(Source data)

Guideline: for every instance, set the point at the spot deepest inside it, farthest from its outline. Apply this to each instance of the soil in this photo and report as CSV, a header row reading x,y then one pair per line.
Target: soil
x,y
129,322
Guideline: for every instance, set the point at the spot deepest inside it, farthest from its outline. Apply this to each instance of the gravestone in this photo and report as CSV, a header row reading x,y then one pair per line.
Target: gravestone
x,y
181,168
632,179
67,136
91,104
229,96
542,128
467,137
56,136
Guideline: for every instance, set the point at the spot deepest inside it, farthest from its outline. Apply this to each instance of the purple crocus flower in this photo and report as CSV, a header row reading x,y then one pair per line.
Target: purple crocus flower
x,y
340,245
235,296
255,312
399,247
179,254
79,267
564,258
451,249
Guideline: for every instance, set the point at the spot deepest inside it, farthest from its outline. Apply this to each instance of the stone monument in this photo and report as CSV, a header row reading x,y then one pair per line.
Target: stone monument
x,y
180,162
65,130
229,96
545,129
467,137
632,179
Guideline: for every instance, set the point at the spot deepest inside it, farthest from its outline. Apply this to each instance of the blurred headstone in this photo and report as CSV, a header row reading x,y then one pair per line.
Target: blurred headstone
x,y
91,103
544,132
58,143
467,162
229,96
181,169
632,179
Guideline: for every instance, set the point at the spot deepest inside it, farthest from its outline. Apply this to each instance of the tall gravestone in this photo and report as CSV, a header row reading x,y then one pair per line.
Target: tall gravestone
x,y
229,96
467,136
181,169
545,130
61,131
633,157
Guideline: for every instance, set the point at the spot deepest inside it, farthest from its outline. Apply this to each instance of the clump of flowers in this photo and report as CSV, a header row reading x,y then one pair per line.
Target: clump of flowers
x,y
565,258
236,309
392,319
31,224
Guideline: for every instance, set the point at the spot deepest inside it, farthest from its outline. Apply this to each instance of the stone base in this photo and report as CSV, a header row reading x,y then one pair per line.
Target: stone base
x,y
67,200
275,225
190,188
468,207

Exercise instructions — Output only the lines from the one that contains "the stone base" through the last line of the data above, each restated exactly.

Solution to the problem —
Guideline: for every instance, set the point at the spot deepest inside it, farthest from its outline. Apply this to each instance of the stone base in this photo and report as CSV, a header row reading x,y then one pair per line.
Target: stone base
x,y
67,200
275,225
190,188
468,207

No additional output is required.